- Data extract
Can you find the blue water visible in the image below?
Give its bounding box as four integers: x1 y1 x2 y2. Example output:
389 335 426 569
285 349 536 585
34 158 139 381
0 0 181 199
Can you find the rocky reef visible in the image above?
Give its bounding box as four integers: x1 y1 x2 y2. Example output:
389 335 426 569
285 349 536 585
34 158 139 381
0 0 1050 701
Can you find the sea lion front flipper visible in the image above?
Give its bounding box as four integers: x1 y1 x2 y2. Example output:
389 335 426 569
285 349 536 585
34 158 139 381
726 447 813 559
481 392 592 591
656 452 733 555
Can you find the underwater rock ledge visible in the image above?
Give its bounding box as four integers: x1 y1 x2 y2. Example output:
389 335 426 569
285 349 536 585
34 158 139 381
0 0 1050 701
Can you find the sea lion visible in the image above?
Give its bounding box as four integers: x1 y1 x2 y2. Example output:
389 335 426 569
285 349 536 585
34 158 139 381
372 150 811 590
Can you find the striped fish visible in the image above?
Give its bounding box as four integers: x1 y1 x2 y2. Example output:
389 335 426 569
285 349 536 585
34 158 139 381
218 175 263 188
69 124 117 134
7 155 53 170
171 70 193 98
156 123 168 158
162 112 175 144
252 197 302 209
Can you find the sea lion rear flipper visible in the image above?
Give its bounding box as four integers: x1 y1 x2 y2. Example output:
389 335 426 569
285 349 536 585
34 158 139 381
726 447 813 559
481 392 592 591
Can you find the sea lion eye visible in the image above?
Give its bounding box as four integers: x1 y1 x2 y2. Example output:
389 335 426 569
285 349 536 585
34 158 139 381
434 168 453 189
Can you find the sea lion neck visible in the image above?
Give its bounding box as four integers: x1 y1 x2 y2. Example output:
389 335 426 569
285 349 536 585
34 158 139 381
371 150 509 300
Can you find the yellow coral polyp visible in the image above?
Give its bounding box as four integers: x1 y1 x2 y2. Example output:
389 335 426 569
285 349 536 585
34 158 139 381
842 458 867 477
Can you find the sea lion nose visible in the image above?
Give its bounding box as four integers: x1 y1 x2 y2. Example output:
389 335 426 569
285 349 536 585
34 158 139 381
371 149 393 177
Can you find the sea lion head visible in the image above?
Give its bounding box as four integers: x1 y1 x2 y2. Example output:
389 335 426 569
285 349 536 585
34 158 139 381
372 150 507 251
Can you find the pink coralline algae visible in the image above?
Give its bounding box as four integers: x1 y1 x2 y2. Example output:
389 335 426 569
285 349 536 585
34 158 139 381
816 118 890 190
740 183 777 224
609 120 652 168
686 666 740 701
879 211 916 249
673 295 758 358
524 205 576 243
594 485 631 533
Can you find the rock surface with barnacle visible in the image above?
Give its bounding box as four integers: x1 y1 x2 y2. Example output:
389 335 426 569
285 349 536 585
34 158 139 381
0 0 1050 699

- Written request
Convert everything from the line containing "Can you find the underwater" down to the line containing "252 197 302 209", both included, into a numbered list, leaving out any blank lines. List only those lines.

- Output
1. Can you find the underwater rock ledge visible in the image above?
2. Give its bounding box as four integers: x1 y1 x2 y2. Example output:
3. 389 335 426 569
4. 285 349 536 585
5. 34 158 139 381
6. 0 0 1050 701
7. Can you find the sea lion visible in the image above?
8. Give its bounding box as four integers: x1 y1 x2 y2. Example output:
9. 389 335 426 569
10. 285 349 536 585
11. 34 158 139 381
12. 372 150 811 590
13. Can you find the striped fish visible in the image above?
14. Give its bounding box as four integers: x1 y1 x2 y2. Example output:
15. 389 335 426 569
16. 285 349 536 585
17. 34 158 139 381
18. 218 175 263 188
19. 69 124 117 134
20. 7 155 53 170
21. 171 70 193 98
22. 156 123 168 158
23. 162 112 175 144
24. 252 197 302 209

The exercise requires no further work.